--- BEGIN Available records ---
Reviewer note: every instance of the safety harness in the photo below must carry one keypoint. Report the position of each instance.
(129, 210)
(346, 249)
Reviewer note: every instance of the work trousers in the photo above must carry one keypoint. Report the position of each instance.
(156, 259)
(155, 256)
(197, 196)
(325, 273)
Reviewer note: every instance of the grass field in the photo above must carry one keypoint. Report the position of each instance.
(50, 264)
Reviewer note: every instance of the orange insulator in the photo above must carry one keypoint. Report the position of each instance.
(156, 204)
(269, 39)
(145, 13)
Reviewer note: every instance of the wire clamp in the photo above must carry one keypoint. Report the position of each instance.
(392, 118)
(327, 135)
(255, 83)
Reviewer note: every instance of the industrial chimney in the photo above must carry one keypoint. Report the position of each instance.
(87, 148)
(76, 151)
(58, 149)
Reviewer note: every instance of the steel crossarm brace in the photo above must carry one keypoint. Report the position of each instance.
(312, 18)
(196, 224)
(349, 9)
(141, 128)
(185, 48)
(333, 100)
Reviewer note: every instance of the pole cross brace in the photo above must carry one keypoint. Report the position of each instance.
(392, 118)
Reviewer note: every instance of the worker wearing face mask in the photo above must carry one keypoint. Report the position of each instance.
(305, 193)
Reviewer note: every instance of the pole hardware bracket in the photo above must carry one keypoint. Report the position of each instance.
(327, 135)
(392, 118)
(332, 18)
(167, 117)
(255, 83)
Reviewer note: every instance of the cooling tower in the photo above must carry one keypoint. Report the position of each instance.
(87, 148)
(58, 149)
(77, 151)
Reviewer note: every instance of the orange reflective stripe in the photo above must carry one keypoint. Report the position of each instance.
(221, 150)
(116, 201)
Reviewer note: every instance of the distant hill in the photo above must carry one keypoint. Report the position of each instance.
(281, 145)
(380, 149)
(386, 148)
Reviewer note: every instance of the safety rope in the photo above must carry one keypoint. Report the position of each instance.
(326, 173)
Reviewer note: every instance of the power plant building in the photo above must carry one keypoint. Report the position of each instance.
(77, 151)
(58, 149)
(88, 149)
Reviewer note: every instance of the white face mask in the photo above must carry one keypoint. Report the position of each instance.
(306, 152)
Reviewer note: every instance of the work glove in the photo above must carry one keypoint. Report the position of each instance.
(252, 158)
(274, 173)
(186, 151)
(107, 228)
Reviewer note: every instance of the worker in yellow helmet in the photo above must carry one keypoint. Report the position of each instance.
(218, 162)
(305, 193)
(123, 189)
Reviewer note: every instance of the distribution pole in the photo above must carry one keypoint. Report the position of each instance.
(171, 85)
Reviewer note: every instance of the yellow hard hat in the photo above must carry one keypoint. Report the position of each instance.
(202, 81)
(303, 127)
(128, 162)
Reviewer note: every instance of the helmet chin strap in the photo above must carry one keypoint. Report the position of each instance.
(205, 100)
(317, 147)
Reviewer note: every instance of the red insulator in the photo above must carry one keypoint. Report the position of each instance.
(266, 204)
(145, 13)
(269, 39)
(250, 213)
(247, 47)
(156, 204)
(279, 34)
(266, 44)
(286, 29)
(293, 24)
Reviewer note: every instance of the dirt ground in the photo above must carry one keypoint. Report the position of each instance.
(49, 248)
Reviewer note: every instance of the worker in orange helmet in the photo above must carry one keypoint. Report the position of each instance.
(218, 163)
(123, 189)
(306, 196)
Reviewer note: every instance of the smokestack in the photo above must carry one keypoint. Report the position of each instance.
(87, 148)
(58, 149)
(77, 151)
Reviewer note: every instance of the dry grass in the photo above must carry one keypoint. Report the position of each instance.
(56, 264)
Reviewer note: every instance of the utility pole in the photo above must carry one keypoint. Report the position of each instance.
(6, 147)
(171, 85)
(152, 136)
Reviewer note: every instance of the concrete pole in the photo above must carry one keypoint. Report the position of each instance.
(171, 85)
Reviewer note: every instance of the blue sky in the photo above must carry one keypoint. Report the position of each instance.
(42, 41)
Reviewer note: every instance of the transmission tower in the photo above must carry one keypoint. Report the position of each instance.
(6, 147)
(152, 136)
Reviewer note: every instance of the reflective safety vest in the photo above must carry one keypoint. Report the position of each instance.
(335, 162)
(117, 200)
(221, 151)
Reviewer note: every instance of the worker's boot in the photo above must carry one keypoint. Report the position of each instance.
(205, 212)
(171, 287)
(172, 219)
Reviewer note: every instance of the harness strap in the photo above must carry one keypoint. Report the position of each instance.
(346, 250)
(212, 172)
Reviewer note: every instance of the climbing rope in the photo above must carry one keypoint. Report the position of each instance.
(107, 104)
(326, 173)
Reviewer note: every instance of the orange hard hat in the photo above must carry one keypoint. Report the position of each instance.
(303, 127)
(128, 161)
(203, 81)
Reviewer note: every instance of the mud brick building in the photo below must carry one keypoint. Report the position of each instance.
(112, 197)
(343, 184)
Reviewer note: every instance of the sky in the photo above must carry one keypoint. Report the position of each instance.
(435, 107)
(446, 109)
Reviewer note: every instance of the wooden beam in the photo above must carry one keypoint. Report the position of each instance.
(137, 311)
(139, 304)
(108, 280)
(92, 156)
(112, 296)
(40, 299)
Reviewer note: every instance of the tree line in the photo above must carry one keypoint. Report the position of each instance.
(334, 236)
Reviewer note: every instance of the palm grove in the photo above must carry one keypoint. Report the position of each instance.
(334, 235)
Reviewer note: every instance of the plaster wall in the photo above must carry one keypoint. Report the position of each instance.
--- END Available records ---
## What to produce
Set down all of the entries exactly, please.

## Result for this exercise
Reviewer note: every instance of the safety harness in the photo below must carry one keypoint. Report the position of each instance.
(129, 210)
(346, 249)
Reviewer note: every instance of the work trousers in the photo above must carry one keypoint. Report the position of each instance.
(156, 259)
(155, 256)
(197, 196)
(325, 273)
Reviewer note: every instance of the grass field in the photo above must carry one keypoint. Report the position of each instance.
(50, 264)
Reviewer note: every instance of the orange insulator in the photo above must carry one keypoint. Report the position of each instance.
(156, 204)
(269, 39)
(145, 13)
Reviewer note: every instance of the wire clamp in the photo above must carry one keypoint. Report the position of each instance.
(392, 118)
(327, 135)
(255, 83)
Reviewer note: every instance of the industrial chimney in the photo above must carry one keypoint. Report the position of each instance.
(87, 148)
(76, 151)
(58, 149)
Reviewer note: every instance of the steel crossarm brace in the photo above must carry one keypoint. Report the position of each instance.
(312, 18)
(196, 224)
(349, 9)
(141, 128)
(185, 48)
(333, 100)
Reviewer note: every instance of the pole cross brace in the photo above must carry one keypoint. Report the position of each instance.
(392, 118)
Reviewer note: every instance of the worker wearing face mask in the photo above must carry one keypoint. Report the position of each instance.
(305, 193)
Reviewer note: every instance of the pole hardware bracket in the photo above must carry one keypoint. Report the position of each instance.
(327, 135)
(392, 118)
(332, 18)
(167, 117)
(255, 83)
Reviewer note: every instance of the cooling tower in the photo above must carry one keypoint. Report the position of each instance.
(87, 148)
(58, 149)
(77, 151)
Reviewer note: every instance of the orange reflective stripe in the photo above must carry one keypoint. Report the position of each instance.
(221, 150)
(116, 201)
Reviewer note: every instance of the distant hill in the photo above must carry one keypoint. Report the position of each instance.
(281, 145)
(380, 149)
(386, 148)
Reviewer note: every instance of the safety rope in the photo above must carry one keypoint. Report the position of each instance.
(326, 173)
Reviewer note: every instance of the power plant building in the photo above must carry one keypoint. Report the position of each instance.
(77, 151)
(58, 149)
(88, 149)
Reviewer note: every instance of the white face mask in the photo above must carry one keypoint. Report the position of each instance.
(306, 152)
Reviewer note: every instance of the work glove in the photo above must carry one keypoint. Report the position of each instance.
(252, 158)
(274, 173)
(186, 151)
(107, 228)
Reviewer note: every instance of the worker in yellow helmet in the photo above must carry one keypoint. Report the position of each instance.
(218, 162)
(305, 193)
(123, 189)
Reviewer note: every instance of the distribution pole in the photo above must carry one keypoint. Report the position of each instance.
(171, 85)
Reviewer note: every instance of the yellow hard hat in the photo above must carry one keypoint. Report the position of each instance.
(202, 81)
(303, 127)
(128, 162)
Reviewer note: every instance of the helmet chin strap in the photo above must carry one keypoint. Report the position of each instance.
(205, 100)
(317, 147)
Reviewer note: every instance of the red insulator in the photo above must carry one keypoint. Report the position of each instance.
(266, 204)
(145, 13)
(269, 39)
(250, 213)
(247, 47)
(156, 204)
(279, 34)
(266, 44)
(286, 29)
(293, 24)
Reviewer note: every instance of the dirt ground in the photo above must carry one keypoint. Report the position of each instance.
(49, 248)
Reviewer note: every instance of the worker in orange helmet in the photo above must carry one keypoint. Report the position of each instance.
(218, 163)
(123, 189)
(306, 196)
Reviewer note: every instance of the smokestack in the photo above must carry one keypoint. Report the position of each instance.
(87, 148)
(58, 149)
(77, 151)
Reviewer note: every instance of the dry grass in the photo above must carry one keypoint. Report the position of each instance.
(56, 264)
Reviewer note: every instance of the utility pole in the photo above must carry one keypoint. Report the position of each instance.
(6, 147)
(171, 85)
(152, 136)
Reviewer note: every instance of the concrete pole in the photo above must carry one keypoint. Report the position of each instance.
(171, 85)
Reviewer note: every instance of the blue sky in the photo above must carry one keypoint. Report the position of each instance.
(42, 41)
Reviewer note: every instance of the transmission tower in the photo above must carry one keypoint. Report the position of each instance.
(6, 147)
(152, 136)
Reviewer note: every instance of the reflective safety vest in the photo above must carry one keypoint. Report the position of each instance.
(335, 162)
(117, 200)
(221, 151)
Reviewer note: every instance of the worker's boot in the photo above must carry one keypoint. Report the position of each instance.
(205, 212)
(171, 287)
(172, 219)
Reviewer note: every instance of the harness strap in the photo above must carry one keypoint. Report the position of each instance.
(346, 250)
(212, 172)
Reviewer note: every instance of the climbing rope in the photo above must carry one keypoint. Report the position of each instance.
(107, 104)
(326, 173)
Reviewer note: every instance of the orange hard hat in the photo above must carry one keypoint. Report the position of each instance.
(303, 127)
(128, 161)
(203, 81)
Reviewer note: every instance of the mud brick building in the photo below must carry one keypoint. Report the position of each instance.
(112, 197)
(343, 184)
Reviewer note: every instance of the sky in the photo above must carry one keypoint. Report the position of each instance.
(435, 107)
(446, 109)
Reviewer note: every instance of the wooden beam in the photo above must carry one keypoint. Report the position of each instance.
(137, 311)
(139, 304)
(108, 280)
(92, 156)
(112, 296)
(40, 299)
Reviewer note: every instance of the tree line in the photo above must carry one keypoint. Report the position of each instance.
(334, 236)
Reviewer note: every instance of the palm grove in the photo above must carry one keypoint. Report the position of each instance.
(334, 235)
Reviewer note: every instance of the plaster wall in the photo above must carry one keypoint. Report the position of each instance.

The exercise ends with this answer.